START Document excerpt

RNA purified from the three cell types was subjected to two rounds of linear amplification (Supplemental Fig. S1, D and E) to produce an aRNA stock free from genomic DNA (Supplemental Fig. S1F; Supplemental Table S1). The quality of the aRNA was examined by PCR for the potential to detect 100 low-copy, ovary-enriched transcripts identified in apomictic H. praealtum and H. piloselloides, which both possess the LOA-carrying chromosome (Koltunow et al., 2011a; Okada et al., 2011). The majority of these low-copy transcripts were randomly selected from a set of clones derived from cold plaque screening of an H. piloselloides ovule complementary DNA (cDNA) library (Tucker et al., 2001; see “Materials and Methods”). The remainder were genes with known spatial expression patterns in sexual and apomictic Hieracium spp. ovules (Supplemental Table S2).

END Document excerpt
START Extracted information

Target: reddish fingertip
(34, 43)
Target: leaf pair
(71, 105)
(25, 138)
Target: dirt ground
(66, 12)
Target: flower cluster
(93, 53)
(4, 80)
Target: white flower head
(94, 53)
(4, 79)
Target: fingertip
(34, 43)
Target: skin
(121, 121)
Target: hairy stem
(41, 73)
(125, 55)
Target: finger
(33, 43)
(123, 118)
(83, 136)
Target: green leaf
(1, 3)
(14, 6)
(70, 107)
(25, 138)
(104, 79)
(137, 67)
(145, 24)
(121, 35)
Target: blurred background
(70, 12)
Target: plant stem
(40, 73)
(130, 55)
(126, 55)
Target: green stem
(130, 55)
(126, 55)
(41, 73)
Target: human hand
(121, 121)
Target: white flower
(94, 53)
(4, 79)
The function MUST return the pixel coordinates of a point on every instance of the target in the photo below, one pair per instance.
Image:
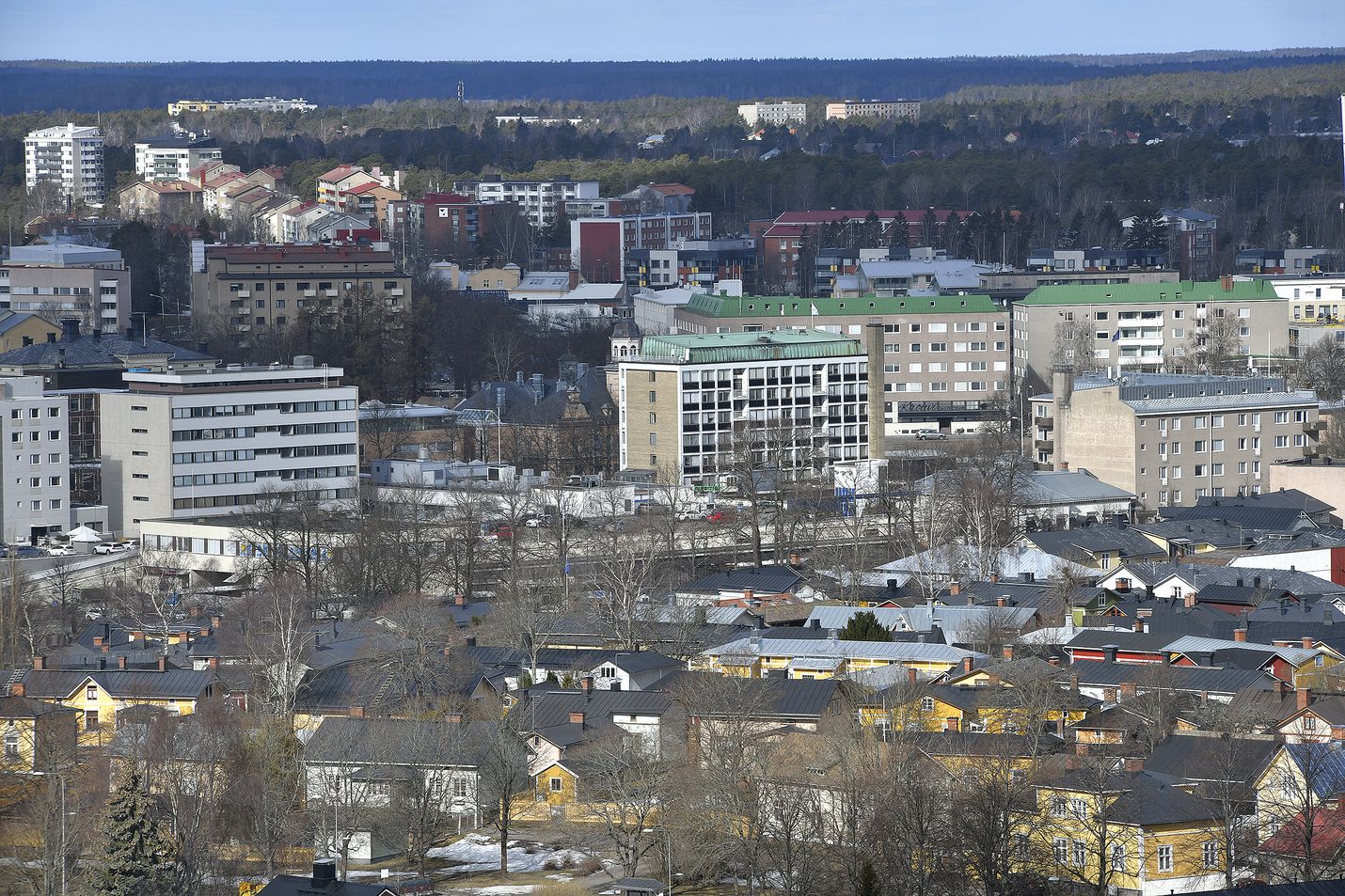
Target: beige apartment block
(263, 287)
(1173, 439)
(1141, 327)
(944, 358)
(688, 402)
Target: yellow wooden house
(1129, 832)
(757, 657)
(99, 696)
(35, 735)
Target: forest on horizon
(101, 86)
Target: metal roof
(1116, 293)
(713, 306)
(894, 652)
(725, 347)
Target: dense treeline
(91, 86)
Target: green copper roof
(1147, 292)
(717, 347)
(707, 306)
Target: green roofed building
(944, 358)
(693, 406)
(1147, 327)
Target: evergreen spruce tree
(132, 843)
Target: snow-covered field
(478, 852)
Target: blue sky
(250, 30)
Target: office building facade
(218, 442)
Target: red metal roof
(1328, 834)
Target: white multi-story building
(35, 462)
(71, 158)
(540, 200)
(690, 405)
(773, 113)
(218, 442)
(171, 156)
(256, 103)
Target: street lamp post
(667, 840)
(63, 855)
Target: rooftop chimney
(324, 873)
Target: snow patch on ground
(478, 852)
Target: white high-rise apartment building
(773, 113)
(71, 158)
(216, 442)
(34, 462)
(540, 200)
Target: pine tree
(134, 846)
(865, 626)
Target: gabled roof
(398, 742)
(766, 580)
(178, 684)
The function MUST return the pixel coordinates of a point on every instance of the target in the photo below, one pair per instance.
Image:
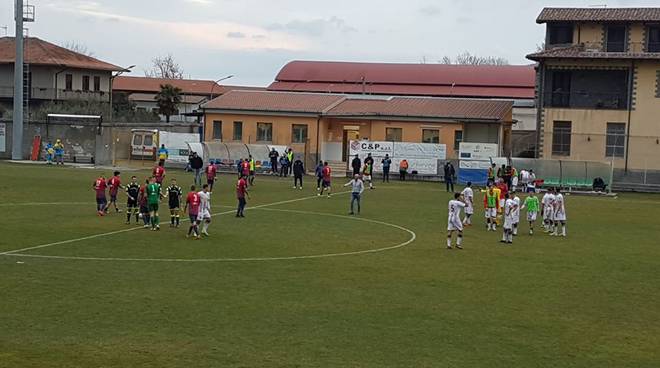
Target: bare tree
(78, 47)
(164, 67)
(466, 58)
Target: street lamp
(216, 82)
(112, 78)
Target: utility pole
(17, 127)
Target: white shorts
(203, 215)
(454, 224)
(508, 222)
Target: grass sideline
(588, 300)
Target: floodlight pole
(17, 127)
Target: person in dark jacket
(450, 172)
(196, 164)
(356, 164)
(298, 172)
(273, 155)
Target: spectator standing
(403, 169)
(298, 172)
(273, 155)
(387, 162)
(450, 172)
(196, 164)
(356, 164)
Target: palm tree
(168, 99)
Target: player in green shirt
(532, 205)
(154, 196)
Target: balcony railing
(586, 100)
(36, 93)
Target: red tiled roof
(188, 86)
(274, 101)
(599, 15)
(421, 107)
(509, 81)
(334, 105)
(579, 52)
(40, 52)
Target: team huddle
(143, 200)
(502, 206)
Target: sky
(253, 39)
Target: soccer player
(174, 194)
(132, 192)
(154, 195)
(253, 167)
(298, 172)
(468, 198)
(367, 170)
(357, 187)
(454, 222)
(516, 214)
(144, 207)
(491, 206)
(99, 186)
(319, 175)
(509, 210)
(532, 205)
(211, 173)
(159, 173)
(326, 174)
(115, 184)
(559, 213)
(241, 192)
(192, 207)
(204, 216)
(547, 203)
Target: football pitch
(299, 283)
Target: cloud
(313, 27)
(236, 35)
(216, 35)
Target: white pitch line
(13, 252)
(413, 236)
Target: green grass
(589, 300)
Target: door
(349, 135)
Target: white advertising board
(477, 151)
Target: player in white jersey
(509, 209)
(454, 222)
(204, 215)
(516, 214)
(547, 210)
(559, 214)
(468, 198)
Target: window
(217, 129)
(458, 138)
(561, 138)
(430, 136)
(615, 144)
(394, 134)
(653, 36)
(265, 132)
(299, 133)
(238, 130)
(68, 82)
(560, 34)
(616, 38)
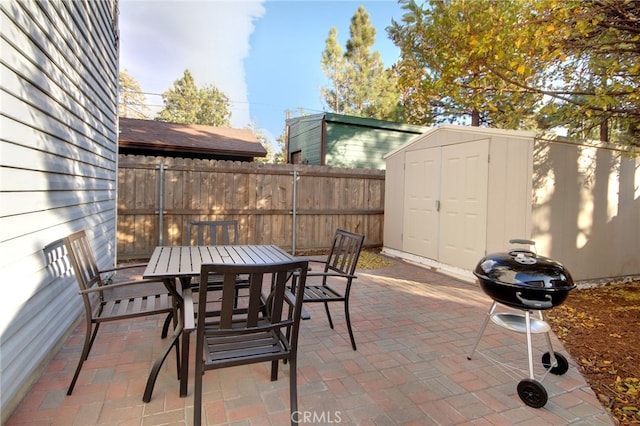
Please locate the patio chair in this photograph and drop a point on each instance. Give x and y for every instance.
(106, 301)
(263, 328)
(338, 270)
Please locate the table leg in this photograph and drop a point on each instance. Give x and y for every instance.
(153, 375)
(175, 291)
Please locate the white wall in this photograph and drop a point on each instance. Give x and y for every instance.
(58, 169)
(586, 208)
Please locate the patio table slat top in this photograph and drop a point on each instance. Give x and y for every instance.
(172, 261)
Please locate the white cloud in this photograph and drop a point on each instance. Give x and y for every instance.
(159, 40)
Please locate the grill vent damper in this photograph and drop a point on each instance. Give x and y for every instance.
(523, 280)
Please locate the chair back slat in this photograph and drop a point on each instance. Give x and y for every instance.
(262, 306)
(213, 232)
(344, 253)
(83, 261)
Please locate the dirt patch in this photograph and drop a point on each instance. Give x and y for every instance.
(599, 327)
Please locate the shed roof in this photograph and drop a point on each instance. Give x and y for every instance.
(462, 129)
(360, 121)
(192, 139)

END Extracted information

The problem: According to the text on RNA amplification, how many low-copy, ovary-enriched transcripts were used in the PCR check of aRNA quality?

Written answer: 100